* _Instruções_
1. Segundo o trecho sobre o Open Finance, em que mês e ano o Open Banking foi lançado?
2. Cite literalmente a parte do trecho sobre o Open Finance que começa em "De acordo com" e termina em "bem mais limitada.".

* _Trecho_
++++
O Open Finance é o sistema por meio do qual clientes de produtos e serviços financeiros podem permitir o compartilhamento de suas informações entre diferentes instituições autorizadas pelo Banco Central (BC). Trata-se de uma versão mais abrangente do Open Banking, lançado em fevereiro de 2021. O novo modelo inclui não apenas informações sobre produtos e serviços financeiros mais tradicionais (como contas ou operações de crédito), mas também dados de produtos e serviços de câmbio, credenciamento, investimentos, seguro e previdência.
Qualquer pessoa que adere ao Open Finance pode, por exemplo, usar as informações financeiras que possui em determinado banco para contratar seguros ou planos de previdência de outras instituições que oferecerem condições mais vantajosas. Também pode ter acesso a opções diferenciadas de investimentos.
O medo dos “bancões”
Segundo o estudo Global Open Finance Index, desenvolvido pela Open Banking Excellence (OBE) em parceria com a Universidade de Oxford, o Brasil já deixou para trás o Reino Unido – pioneiro no Open Banking – e se estabeleceu como líder mundial no ranking do sistema financeiro aberto. Entretanto, apesar dos notáveis avanços tecnológicos e do crescimento do sistema nos últimos meses, muitos bancos e clientes ainda resistem a utilizar o Open Finance.
De acordo com um levantamento do Google Cloud, em parceria com a R/GA, uma de cada quatro instituições financeiras do país ainda não oferece o Open Finance a seus clientes. Cerca de 40% delas disponibilizam apenas um serviço integrado ao sistema, uma versão bem mais limitada.
++++
* _Dados armazenados_
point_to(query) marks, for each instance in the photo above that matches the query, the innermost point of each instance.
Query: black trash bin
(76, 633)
++++
* _Resolução dos problemas_
1. Em fevereiro de 2021.

2.
De acordo com um levantamento do Google Cloud, em parceria com a R/GA, uma de cada quatro instituições financeiras do país ainda não oferece o Open Finance a seus clientes. Cerca de 40% delas disponibilizam apenas um serviço integrado ao sistema, uma versão bem mais limitada.